Task description: Gather every line of the material below that contains the word "flock" and copy each one out.

Entries supplied:
◇ ◇ ◇ ◇

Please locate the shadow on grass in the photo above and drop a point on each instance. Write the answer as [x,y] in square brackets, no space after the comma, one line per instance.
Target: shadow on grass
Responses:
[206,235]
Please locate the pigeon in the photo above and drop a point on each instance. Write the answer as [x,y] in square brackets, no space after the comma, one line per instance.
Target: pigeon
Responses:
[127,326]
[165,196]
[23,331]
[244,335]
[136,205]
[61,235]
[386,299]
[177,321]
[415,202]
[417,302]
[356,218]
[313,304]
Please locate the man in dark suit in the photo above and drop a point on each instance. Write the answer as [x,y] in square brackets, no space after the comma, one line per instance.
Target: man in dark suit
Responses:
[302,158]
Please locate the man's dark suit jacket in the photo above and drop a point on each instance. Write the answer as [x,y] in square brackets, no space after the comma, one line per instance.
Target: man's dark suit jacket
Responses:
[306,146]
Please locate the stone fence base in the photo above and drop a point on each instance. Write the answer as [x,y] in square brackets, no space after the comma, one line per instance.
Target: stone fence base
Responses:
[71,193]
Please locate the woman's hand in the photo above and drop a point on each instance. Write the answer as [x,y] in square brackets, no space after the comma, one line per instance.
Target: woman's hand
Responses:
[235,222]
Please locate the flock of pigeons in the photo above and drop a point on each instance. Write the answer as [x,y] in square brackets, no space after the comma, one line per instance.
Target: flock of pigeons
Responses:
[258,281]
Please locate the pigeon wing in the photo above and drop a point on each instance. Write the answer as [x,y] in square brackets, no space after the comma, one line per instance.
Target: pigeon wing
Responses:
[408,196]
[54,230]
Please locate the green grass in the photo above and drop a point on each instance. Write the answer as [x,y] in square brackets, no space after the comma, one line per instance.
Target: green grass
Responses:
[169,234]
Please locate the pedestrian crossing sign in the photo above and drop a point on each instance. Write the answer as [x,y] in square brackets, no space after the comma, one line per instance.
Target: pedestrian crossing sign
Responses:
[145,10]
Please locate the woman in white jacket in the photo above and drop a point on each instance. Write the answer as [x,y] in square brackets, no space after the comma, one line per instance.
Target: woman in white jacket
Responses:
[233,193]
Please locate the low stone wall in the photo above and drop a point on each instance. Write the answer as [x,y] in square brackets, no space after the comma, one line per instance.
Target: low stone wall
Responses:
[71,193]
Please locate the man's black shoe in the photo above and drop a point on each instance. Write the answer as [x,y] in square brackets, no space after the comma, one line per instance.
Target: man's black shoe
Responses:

◇ ◇ ◇ ◇

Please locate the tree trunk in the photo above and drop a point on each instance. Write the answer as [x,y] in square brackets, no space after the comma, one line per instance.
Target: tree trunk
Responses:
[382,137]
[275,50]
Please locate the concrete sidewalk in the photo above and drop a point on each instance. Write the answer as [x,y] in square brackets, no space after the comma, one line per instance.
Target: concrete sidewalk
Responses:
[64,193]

◇ ◇ ◇ ◇

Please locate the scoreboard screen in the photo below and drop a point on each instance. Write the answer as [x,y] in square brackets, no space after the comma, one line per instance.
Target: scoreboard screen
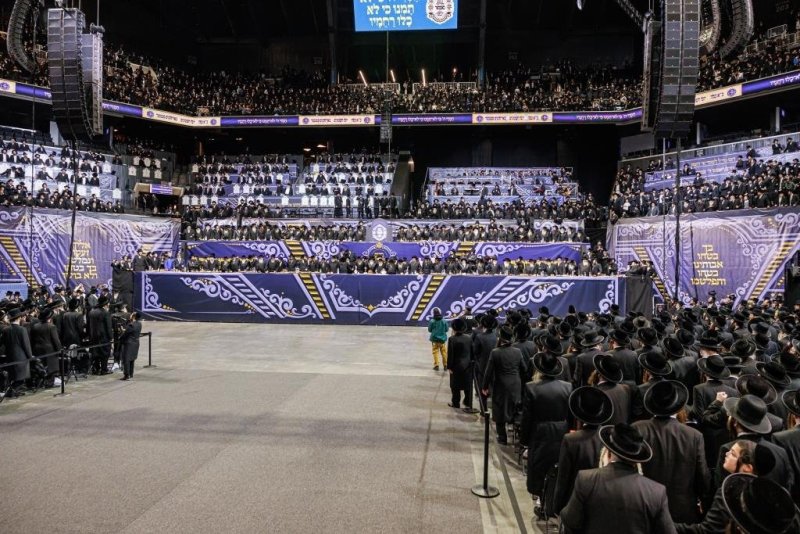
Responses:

◇ ◇ ◇ ◇

Written solution:
Please locate the flock of pigeons in the photo above and drop a point on each instance. Write the answer as [x,y] in square brackets, no space after the comma, one line per instance.
Target: flock of pigeons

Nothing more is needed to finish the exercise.